Document passage:
************

Sunday, July 22, 2012

That Algebraic Symbol "W. C. Hodges"

State Senator William C. Hodges
From a 1933 clipping in Hodges scrapbook.  There is no indication who wrote this or, really, why he or she felt called to do so:
What did that algebraic symbol "W. C. Hodges" equal in your mind?  No doubt those letters so arranged made no especial impression on you--called up no particular image.
But I saw a man with the bayonet irony of Tom Reed, the lean figure of Dante, and the face of Henry St. John, Viscount Bolingbroke, or more like, the face of King Charles 1st from the portrait of Vandyck.  A man with the lean frame of an Indian chief and the brain of a Voltaire.  In some sort of Byron's lines come to me:
"His folding cloak
Around him folding,
Slow swept he through
The columned aisle,
With dread behold,
With gloom beholding
The rites that solemnized the pile."
His nature is rich in the way that the English nature is rich.  Many peoples, Danes, Angles, Saxons, Romans, Normans, Spaniards, Frenchmen, Greeks, Italians, have contributed in blood and in thought to the nature of the Englishman.  So from many different influences that have enriched the nature of W. C. Hodges.  The rain of art has fallen upon his soul and the moonlight of poetry and the sunshine of logic, and over it has risen the river of philosophy leaving an alluvial deposit from which his spirit harvested treasure.  He, too, "has been a diver in deep seas and keeps their fallen day about him."*  He is a connoisseur of roses and poems and beautiful women, but his intellect is masculine and of the best.  Toledo steel nicked with many combats.  "He has fought with gods on the ringing plains of Troy."*
I see his contemplative arresting face, pale, distinguished and haughty, clearly painted against the dark background at the funeral of Judge Raney and I note that out of that gathering met there to pay their last tribute of respect to the Prince of Florida--except one man alone, the powerful face of W. C. Hodges crowned by his fine eyes filled with introspection, suggested to the observer that here was the most interesting and powerful and distinguished intellect present in that gathering of the nobility of the state.
I cannot adequately convey to you a sense of his superb audacity and intellectual insolence, his defiant, triumphant, unconquered, victorious, exultant spirit!  His laughter is like a cave squirming with rattlesnakes and hooded adders into which cave his enemy has fallen.  It might be that on one of his visits to the south of Europe, the spirit of one of the old Roman diplomats has possessed him.
I admire him.  He has charm.  His intense nature burns with a swift white flame, hot enough to vaporize a diamond in a moment.
He is a cosmopolitan individual and he speaks the universal language.  The appetite of his mind for ideas is voracious and he ploughs deep, and when he shoots you the bullet is steel jacketed and drills through flesh and bone like a steel rod goes through American cheese.  It takes a long time and many experiments to make such a shining individual, which such poise, and bravery and authority and wit and power.  His smile is a sunlit pillar of cloud that glistens always over Tallahassee, and occasionally from this could a zigzag arrow of lightning reaches out and stabs a prominent citizen with fatal results.  He is a perfect aeroplane loaded with high explosives, hovering over London. 
The bayonet irony of Tom Reed (Thomas Brackett Reed,
speaker of the House of Representatives, 1889-91 and 1895-99)
The lean figure of Dante
The face of Henry St. John, Viscount Bolingbroke
Or more like, the face of King Charles I by Van Dyck
*"Has been a diver in deep seas and keeps their fallen day about him."
     from Mona Lisa by Walter Pater
*"He has fought with gods on the ringing plains of Troy."

************

Data:
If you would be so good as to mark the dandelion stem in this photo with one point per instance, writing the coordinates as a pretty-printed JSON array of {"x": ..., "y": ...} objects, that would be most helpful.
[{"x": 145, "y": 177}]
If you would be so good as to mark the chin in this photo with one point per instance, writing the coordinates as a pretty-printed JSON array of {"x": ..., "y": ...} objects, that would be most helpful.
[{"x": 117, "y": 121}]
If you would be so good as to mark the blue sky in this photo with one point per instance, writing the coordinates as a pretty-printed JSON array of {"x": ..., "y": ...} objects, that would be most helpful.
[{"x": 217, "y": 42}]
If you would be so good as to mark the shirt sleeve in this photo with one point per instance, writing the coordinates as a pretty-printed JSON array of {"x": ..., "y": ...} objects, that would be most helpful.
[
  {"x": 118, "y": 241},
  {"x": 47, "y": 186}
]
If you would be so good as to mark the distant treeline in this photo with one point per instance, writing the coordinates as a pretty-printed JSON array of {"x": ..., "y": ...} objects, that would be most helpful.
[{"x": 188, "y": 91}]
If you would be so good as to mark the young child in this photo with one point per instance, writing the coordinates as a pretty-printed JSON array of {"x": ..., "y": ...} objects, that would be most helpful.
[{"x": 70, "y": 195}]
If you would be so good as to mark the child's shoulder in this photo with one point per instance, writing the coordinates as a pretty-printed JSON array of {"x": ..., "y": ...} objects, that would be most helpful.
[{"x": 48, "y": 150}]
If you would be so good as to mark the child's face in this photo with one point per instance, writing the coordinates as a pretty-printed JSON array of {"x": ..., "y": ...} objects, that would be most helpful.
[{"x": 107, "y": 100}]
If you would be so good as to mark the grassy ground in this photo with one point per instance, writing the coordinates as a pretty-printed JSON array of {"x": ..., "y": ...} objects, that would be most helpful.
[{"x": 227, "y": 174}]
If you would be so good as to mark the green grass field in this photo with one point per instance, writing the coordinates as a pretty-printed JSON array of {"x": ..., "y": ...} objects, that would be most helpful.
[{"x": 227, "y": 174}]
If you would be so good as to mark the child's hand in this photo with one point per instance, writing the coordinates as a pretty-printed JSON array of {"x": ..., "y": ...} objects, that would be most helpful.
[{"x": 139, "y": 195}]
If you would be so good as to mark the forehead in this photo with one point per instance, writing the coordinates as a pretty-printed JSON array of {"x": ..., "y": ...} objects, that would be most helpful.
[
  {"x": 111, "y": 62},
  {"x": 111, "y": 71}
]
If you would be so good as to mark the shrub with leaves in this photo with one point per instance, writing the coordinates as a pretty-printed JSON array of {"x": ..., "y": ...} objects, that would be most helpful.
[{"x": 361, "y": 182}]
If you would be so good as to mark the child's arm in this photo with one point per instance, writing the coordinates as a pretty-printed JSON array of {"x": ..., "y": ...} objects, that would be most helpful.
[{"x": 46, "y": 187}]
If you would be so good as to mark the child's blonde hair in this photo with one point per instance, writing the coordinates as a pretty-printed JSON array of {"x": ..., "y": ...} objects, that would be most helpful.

************

About this task: Reproduce word for word the part of the W. C. Hodges clipping starting at "I cannot adequately" and ending at "has possessed him.".

Problem solution:
I cannot adequately convey to you a sense of his superb audacity and intellectual insolence, his defiant, triumphant, unconquered, victorious, exultant spirit!  His laughter is like a cave squirming with rattlesnakes and hooded adders into which cave his enemy has fallen.  It might be that on one of his visits to the south of Europe, the spirit of one of the old Roman diplomats has possessed him.